▸ **TASK DIRECTIONS**
Put each line of the items below into a Markdown table with two columns, Row for the row number and Line for the line itself, skipping blank lines. Leave the pictures out.

________________

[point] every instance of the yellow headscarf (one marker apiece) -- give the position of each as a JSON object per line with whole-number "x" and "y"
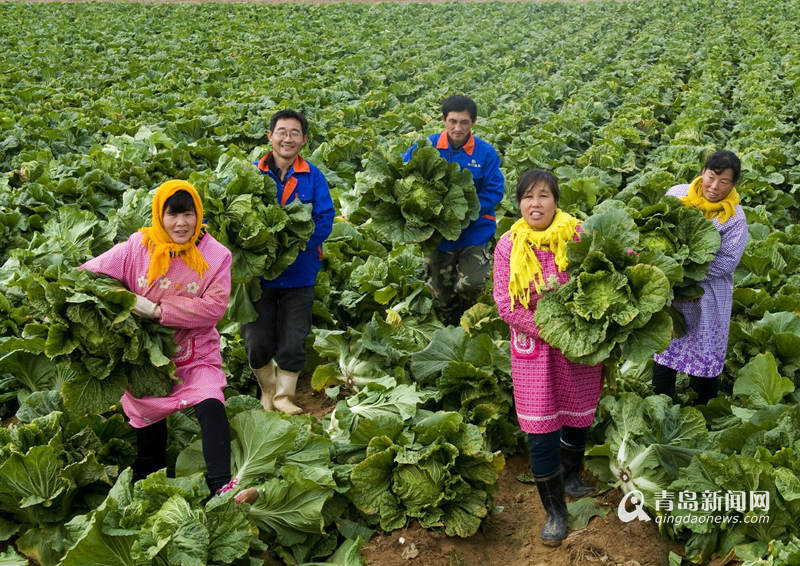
{"x": 723, "y": 209}
{"x": 525, "y": 266}
{"x": 160, "y": 246}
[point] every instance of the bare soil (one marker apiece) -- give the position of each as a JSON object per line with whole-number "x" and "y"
{"x": 511, "y": 537}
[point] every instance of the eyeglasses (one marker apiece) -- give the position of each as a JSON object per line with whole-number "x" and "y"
{"x": 282, "y": 133}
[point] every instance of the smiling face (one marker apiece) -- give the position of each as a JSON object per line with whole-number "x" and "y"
{"x": 180, "y": 226}
{"x": 538, "y": 206}
{"x": 287, "y": 138}
{"x": 716, "y": 186}
{"x": 458, "y": 126}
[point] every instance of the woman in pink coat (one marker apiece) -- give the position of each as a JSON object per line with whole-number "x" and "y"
{"x": 181, "y": 277}
{"x": 555, "y": 399}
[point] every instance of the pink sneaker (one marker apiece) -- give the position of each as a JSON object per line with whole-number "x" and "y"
{"x": 227, "y": 487}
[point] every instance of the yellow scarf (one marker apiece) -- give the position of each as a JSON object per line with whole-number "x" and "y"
{"x": 525, "y": 266}
{"x": 160, "y": 246}
{"x": 723, "y": 209}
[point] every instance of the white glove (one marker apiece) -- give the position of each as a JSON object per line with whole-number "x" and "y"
{"x": 144, "y": 307}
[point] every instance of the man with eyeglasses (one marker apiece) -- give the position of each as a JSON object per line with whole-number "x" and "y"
{"x": 458, "y": 269}
{"x": 275, "y": 342}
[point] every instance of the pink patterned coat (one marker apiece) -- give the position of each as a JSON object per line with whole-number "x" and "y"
{"x": 549, "y": 390}
{"x": 189, "y": 303}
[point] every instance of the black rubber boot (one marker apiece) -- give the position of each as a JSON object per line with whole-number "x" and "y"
{"x": 572, "y": 462}
{"x": 551, "y": 490}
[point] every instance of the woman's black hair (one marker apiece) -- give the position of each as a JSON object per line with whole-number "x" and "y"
{"x": 533, "y": 177}
{"x": 723, "y": 159}
{"x": 180, "y": 202}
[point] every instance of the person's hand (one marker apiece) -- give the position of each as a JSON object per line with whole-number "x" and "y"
{"x": 146, "y": 308}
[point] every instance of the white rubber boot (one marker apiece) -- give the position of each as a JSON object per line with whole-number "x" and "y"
{"x": 267, "y": 382}
{"x": 284, "y": 392}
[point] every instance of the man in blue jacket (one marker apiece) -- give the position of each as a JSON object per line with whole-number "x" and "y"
{"x": 458, "y": 269}
{"x": 284, "y": 310}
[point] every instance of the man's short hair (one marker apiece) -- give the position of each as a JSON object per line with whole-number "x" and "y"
{"x": 459, "y": 103}
{"x": 289, "y": 113}
{"x": 723, "y": 159}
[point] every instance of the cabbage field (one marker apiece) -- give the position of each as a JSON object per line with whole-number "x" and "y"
{"x": 101, "y": 102}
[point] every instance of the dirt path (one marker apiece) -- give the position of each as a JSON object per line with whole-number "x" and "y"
{"x": 511, "y": 537}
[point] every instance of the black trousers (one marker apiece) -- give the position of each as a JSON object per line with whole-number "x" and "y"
{"x": 151, "y": 444}
{"x": 664, "y": 383}
{"x": 279, "y": 333}
{"x": 545, "y": 448}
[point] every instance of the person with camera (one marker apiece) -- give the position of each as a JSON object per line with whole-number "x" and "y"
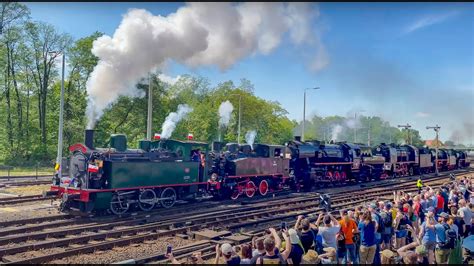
{"x": 445, "y": 239}
{"x": 228, "y": 253}
{"x": 367, "y": 228}
{"x": 413, "y": 253}
{"x": 329, "y": 230}
{"x": 272, "y": 255}
{"x": 348, "y": 228}
{"x": 307, "y": 232}
{"x": 379, "y": 228}
{"x": 428, "y": 234}
{"x": 466, "y": 214}
{"x": 387, "y": 220}
{"x": 400, "y": 224}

________________

▸ **RESPONSE**
| Row | Line |
|---|---|
| 1 | [point] every instance of the yellow headscarf (one marker apiece) -- give the position of each as a JSON object per line with whole-number "x" and "y" |
| 2 | {"x": 723, "y": 209} |
| 3 | {"x": 525, "y": 266} |
| 4 | {"x": 160, "y": 246} |
| 5 | [point] every instance of the bare soil (one marker apiece) -- give the position of each as a JSON object per line with whole-number "x" and "y" |
| 6 | {"x": 511, "y": 537} |
| 7 | [point] every instance of the eyeglasses (one marker apiece) -- give the position of each as a JSON object per line with whole-number "x" and "y" |
| 8 | {"x": 282, "y": 133} |
| 9 | [point] every instance of the smiling face (one marker apiece) -- give the position of each as a JSON object per line with whole-number "x" and "y" |
| 10 | {"x": 180, "y": 226} |
| 11 | {"x": 538, "y": 206} |
| 12 | {"x": 287, "y": 138} |
| 13 | {"x": 716, "y": 186} |
| 14 | {"x": 458, "y": 126} |
| 15 | [point] every instance of the woman in pink coat (one marker apiece) -- give the position of each as a JSON object per line with whole-number "x" and "y" |
| 16 | {"x": 181, "y": 277} |
| 17 | {"x": 555, "y": 399} |
| 18 | [point] every instance of the pink sneaker (one marker apiece) -- give the position of each as a JSON object per line with whole-number "x" and "y" |
| 19 | {"x": 227, "y": 487} |
| 20 | [point] every instance of the yellow scarf (one marker apiece) -- give the position of each as a JSON object per line with whole-number "x" and "y" |
| 21 | {"x": 525, "y": 266} |
| 22 | {"x": 160, "y": 246} |
| 23 | {"x": 723, "y": 209} |
| 24 | [point] every instance of the white glove (one marker apiece) -- give the position of each as a JSON object per line with whole-number "x" and "y" |
| 25 | {"x": 144, "y": 307} |
| 26 | [point] every instance of the man with eyeglasses (one marker apiece) -- give the position of each as a JSON object per line with whole-number "x" and "y" |
| 27 | {"x": 458, "y": 269} |
| 28 | {"x": 275, "y": 342} |
| 29 | [point] every instance of the pink patterned coat (one marker apiece) -- give the position of each as a JSON object per line with whole-number "x" and "y" |
| 30 | {"x": 549, "y": 390} |
| 31 | {"x": 189, "y": 303} |
| 32 | [point] every instance of the black rubber boot (one marker apiece) -- give the position of each as a JSON object per line with whole-number "x" and "y" |
| 33 | {"x": 572, "y": 462} |
| 34 | {"x": 551, "y": 490} |
| 35 | [point] every instance of the woman's black hair (one marker apiece) -- give the position of each as a JSON object per line with whole-number "x" and "y" |
| 36 | {"x": 533, "y": 177} |
| 37 | {"x": 723, "y": 159} |
| 38 | {"x": 180, "y": 202} |
| 39 | [point] every instance of the person's hand (one marker apiece) -- give the position of each as a JSON object per line with whole-number "x" and "y" |
| 40 | {"x": 146, "y": 308} |
| 41 | [point] every instance of the white rubber boot (one marker apiece) -- give the position of each as a JSON object per line with whole-number "x" and "y" |
| 42 | {"x": 267, "y": 382} |
| 43 | {"x": 284, "y": 392} |
| 44 | [point] every instance of the man in blue jacket (one marker apiece) -- give the position of each as a JSON object per line with whole-number "x" and "y" |
| 45 | {"x": 458, "y": 269} |
| 46 | {"x": 284, "y": 310} |
| 47 | [point] every instance of the man's short hair (one marker apiece) -- give the position of each as a JSON object per line with whole-number "x" and "y" |
| 48 | {"x": 459, "y": 103} |
| 49 | {"x": 289, "y": 113} |
| 50 | {"x": 723, "y": 159} |
| 51 | [point] every instance of the cabbage field (one marker apiece) -- give the position of each as a JSON object per line with whole-number "x" and "y" |
| 52 | {"x": 101, "y": 102} |
| 53 | [point] every instance of the dirt path (one marker apiece) -- give the position of each as a JSON object per line with whole-number "x" and "y" |
| 54 | {"x": 511, "y": 537} |
| 55 | [point] every instance of the black trousers (one marker apiece) -- give the position of each as a JSON object per line with whole-number "x" and "y" |
| 56 | {"x": 151, "y": 444} |
| 57 | {"x": 664, "y": 383} |
| 58 | {"x": 279, "y": 333} |
| 59 | {"x": 545, "y": 448} |
| 60 | [point] every instance of the person with camera (one marker apiece) -- give the position of each as a JSON object per line with whole-number "x" and "y" |
| 61 | {"x": 445, "y": 239} |
| 62 | {"x": 228, "y": 253} |
| 63 | {"x": 367, "y": 228} |
| 64 | {"x": 413, "y": 253} |
| 65 | {"x": 329, "y": 230} |
| 66 | {"x": 272, "y": 255} |
| 67 | {"x": 348, "y": 228} |
| 68 | {"x": 307, "y": 232} |
| 69 | {"x": 379, "y": 228} |
| 70 | {"x": 428, "y": 234} |
| 71 | {"x": 466, "y": 214} |
| 72 | {"x": 387, "y": 220} |
| 73 | {"x": 400, "y": 224} |